──────── QUOTED PASSAGE ────────

Here's a recent campaign scene: Thousanda of villagers walk to an electoin rally in a small village in northern Rwanda, loudspeaker trucks and campaign busses whiz by with RPF supporters hanging out and singing, wearing shirts with Kagame's face printed on the front. Sidebar - I got one of those shirts myself and wore it throughout my road trip. Fresh from another really and two hours late, the President arrives, driving himself, with wife in passenger seat and a small entrourage riding in back. There is security surrounding, but not suffocating. People can walk right up to greet him and shake his hand. He moves slowly through the crowd toward the podium, calmly delivers his speech. When he is finisehd, sodas are passed around and music plays, just like any other social occasion in Rwanda. The rally ends with President, Coke in hand, dancing together in a circle with his people. Rwanda is truly special. And this is all refreshing to the American who considers elections to be overly uptight, stiff-collared affairs.

──────── DATA RECORDS ────────

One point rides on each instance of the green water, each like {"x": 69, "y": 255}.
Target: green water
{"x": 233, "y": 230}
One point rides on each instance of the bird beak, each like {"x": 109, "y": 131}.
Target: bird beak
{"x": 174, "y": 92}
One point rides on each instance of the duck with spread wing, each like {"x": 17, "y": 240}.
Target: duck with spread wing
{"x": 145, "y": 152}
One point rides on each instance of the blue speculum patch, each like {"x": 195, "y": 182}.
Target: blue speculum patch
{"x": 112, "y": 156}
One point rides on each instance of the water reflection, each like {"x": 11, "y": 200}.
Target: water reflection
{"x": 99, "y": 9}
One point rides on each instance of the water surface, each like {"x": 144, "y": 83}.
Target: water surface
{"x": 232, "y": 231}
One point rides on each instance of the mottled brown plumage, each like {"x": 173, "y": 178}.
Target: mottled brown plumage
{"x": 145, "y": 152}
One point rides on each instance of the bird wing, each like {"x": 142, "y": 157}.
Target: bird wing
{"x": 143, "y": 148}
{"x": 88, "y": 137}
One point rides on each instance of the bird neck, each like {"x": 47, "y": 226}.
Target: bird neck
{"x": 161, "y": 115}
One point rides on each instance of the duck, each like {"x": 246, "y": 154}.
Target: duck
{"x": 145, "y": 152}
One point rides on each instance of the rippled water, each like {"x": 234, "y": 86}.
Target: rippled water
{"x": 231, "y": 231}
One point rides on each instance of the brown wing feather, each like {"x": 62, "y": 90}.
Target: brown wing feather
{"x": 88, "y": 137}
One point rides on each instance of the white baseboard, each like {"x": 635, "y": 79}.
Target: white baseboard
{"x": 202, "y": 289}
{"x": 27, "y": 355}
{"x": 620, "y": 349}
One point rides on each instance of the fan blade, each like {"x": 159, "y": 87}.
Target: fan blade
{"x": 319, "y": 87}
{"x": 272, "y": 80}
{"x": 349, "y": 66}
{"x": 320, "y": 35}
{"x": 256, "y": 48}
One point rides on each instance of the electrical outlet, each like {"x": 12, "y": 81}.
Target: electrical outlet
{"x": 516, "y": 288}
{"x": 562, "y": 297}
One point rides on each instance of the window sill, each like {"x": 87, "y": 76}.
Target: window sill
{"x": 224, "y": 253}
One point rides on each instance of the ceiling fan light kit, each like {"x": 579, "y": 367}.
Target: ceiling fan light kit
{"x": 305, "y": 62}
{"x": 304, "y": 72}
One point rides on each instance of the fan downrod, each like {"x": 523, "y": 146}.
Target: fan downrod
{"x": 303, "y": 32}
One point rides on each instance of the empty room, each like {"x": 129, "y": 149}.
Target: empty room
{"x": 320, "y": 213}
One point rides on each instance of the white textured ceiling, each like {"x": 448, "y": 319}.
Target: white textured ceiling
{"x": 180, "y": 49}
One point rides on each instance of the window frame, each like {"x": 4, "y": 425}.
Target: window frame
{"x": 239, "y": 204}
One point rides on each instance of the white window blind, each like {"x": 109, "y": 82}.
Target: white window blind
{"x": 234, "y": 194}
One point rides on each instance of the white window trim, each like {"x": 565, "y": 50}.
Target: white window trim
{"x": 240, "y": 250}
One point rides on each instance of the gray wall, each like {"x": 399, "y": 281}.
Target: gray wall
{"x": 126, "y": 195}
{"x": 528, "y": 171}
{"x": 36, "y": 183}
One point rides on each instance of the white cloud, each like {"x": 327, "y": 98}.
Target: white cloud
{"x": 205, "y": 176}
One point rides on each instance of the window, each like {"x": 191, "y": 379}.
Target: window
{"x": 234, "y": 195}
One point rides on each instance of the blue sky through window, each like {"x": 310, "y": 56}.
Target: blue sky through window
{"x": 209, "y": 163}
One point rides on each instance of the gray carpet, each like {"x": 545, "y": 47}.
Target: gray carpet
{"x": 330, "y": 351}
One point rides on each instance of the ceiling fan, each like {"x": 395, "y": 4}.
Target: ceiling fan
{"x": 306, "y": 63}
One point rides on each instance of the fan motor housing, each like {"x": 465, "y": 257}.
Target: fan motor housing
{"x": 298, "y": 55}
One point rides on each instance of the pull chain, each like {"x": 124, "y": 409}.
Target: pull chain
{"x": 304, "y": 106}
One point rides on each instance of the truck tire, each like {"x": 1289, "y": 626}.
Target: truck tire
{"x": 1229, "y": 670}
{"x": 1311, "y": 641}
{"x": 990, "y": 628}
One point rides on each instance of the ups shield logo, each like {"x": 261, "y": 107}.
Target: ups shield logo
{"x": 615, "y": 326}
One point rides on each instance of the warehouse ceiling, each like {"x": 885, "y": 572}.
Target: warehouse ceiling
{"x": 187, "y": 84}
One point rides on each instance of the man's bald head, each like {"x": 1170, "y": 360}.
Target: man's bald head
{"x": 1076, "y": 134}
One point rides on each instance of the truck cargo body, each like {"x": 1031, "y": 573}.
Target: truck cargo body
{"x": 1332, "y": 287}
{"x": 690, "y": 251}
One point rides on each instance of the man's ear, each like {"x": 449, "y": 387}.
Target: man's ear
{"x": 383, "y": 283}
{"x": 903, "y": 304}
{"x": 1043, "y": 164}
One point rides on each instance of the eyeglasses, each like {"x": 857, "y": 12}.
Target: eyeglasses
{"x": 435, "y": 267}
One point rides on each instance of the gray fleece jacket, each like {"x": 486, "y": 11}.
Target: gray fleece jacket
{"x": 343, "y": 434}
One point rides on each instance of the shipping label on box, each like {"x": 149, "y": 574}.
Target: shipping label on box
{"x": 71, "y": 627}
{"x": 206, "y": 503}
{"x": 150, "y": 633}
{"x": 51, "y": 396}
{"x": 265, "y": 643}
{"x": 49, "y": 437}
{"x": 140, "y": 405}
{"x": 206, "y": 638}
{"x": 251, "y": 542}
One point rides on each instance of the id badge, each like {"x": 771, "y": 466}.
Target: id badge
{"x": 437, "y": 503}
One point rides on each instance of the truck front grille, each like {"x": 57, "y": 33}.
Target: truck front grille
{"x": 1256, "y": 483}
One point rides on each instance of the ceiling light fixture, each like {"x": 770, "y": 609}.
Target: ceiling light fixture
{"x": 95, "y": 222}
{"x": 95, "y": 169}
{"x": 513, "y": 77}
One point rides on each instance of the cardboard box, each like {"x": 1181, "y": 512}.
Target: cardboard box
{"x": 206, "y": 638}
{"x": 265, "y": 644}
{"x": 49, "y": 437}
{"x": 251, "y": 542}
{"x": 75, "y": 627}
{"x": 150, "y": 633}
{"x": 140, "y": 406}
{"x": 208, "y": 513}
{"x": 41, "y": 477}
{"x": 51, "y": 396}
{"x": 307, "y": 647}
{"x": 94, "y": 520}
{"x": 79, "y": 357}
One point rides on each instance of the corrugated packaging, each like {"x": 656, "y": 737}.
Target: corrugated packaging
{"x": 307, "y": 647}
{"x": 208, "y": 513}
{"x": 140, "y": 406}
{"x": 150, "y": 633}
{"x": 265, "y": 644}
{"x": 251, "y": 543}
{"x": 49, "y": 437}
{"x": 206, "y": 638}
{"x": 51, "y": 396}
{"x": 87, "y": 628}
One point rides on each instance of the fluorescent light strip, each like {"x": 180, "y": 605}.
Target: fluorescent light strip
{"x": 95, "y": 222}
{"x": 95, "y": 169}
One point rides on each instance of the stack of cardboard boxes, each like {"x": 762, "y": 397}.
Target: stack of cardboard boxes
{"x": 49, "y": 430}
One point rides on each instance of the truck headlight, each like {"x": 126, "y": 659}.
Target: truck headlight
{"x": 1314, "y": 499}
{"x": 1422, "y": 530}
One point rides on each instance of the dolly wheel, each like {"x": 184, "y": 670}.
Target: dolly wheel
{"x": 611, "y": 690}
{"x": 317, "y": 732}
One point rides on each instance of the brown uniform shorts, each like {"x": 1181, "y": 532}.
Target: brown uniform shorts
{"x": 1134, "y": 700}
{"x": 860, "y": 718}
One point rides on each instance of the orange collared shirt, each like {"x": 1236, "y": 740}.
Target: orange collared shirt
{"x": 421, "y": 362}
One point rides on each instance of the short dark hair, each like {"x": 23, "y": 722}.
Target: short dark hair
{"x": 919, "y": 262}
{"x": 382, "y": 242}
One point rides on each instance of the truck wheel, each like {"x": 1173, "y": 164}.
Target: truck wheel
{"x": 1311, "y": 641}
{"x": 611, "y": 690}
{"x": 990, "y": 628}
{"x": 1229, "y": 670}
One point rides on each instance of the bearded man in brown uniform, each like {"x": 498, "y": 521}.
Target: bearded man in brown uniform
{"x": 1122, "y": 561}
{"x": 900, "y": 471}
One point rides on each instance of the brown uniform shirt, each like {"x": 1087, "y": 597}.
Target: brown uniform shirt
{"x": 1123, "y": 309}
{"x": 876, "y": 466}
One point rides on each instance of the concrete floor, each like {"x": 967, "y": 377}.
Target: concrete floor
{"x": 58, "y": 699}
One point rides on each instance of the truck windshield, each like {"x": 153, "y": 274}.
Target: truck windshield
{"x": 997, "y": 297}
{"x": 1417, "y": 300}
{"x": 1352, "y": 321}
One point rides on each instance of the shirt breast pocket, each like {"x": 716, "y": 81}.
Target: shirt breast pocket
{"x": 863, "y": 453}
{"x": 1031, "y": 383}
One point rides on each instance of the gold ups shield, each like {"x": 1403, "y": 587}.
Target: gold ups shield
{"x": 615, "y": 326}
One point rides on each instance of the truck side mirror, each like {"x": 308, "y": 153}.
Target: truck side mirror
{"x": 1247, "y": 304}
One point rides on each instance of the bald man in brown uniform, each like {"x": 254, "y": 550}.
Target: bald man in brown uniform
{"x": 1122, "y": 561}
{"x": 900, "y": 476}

────────

# DESCRIPTION OF THE TASK
In the campaign scene from northern Rwanda, what is printed on the front of the shirts worn by RPF supporters?

# FINAL ANSWER
Kagame's face.